- **GIVEN PROBLEM A**
Answer these questions from the passage on competition and tariffs:
(i) In the perfect competition model, how are firms seen?
(ii) What does the passage call tariffs?
(iii) Which country is named as economically stagnant despite its natural wealth?
--- START SUPPLIED TEXT ---
The problem with this perspective is that it is rooted in a static view of competition, drawn from mainstream economic models of perfect competition. This model defines competition as a market with numerous producers selling homogeneous goods, where none have any influence over price. Firms are seen as mere price takers, responding to market conditions rather than actively shaping them. In this framework, barriers to entry are assumed to only raise prices—either by reducing supply or increasing production costs—without fundamentally altering market dynamics.
However, this is a deeply flawed understanding of competition because it assumes perfect information—that all market participants already possess complete knowledge of prices, products, and opportunities. By assuming that all relevant knowledge is already known, this framework eliminates the very need for entrepreneurial discovery—the process through which individuals notice and act on gaps in the market, introducing innovations that drive progress………
Tariffs, in this sense, are domestic sanctions—self-imposed barriers that block the flow of knowledge, stifle entrepreneurship, and sabotage economic progress. They stem from the same autarkic mindset that has kept Iran economically stagnant despite its natural wealth.
If we fully understand the significance of the entrepreneurial function, we will realize that suppressing it is a tragedy which means gaps will remain unnoticed and needs will remain unmet. Every restriction on trade and competition is a restriction on the human process of discovery—the process that has lifted societies out of poverty and created unprecedented prosperity where it was allowed to flourish.
--- END SUPPLIED TEXT ---
- **GIVEN PROBLEM B**
Reproduce the listing below line for line, without the picture.
--- START RECORD EXCERPTS ---
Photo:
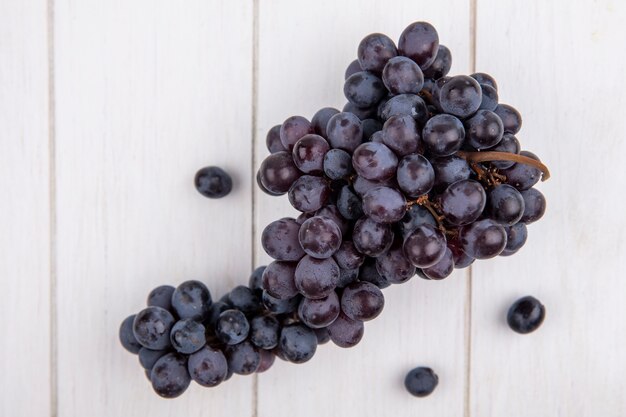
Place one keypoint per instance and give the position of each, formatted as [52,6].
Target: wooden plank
[303,52]
[24,210]
[147,93]
[558,63]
--- END RECORD EXCERPTS ---
- **EXERCISE OUTPUT A**
(i) As mere price takers, responding to market conditions rather than actively shaping them.
(ii) Domestic sanctions: self-imposed barriers that block the flow of knowledge, stifle entrepreneurship, and sabotage economic progress.
(iii) Iran.

- **EXERCISE OUTPUT B**
Photo:
Place one keypoint per instance and give the position of each, formatted as [52,6].
Target: wooden plank
[303,52]
[24,210]
[147,93]
[558,63]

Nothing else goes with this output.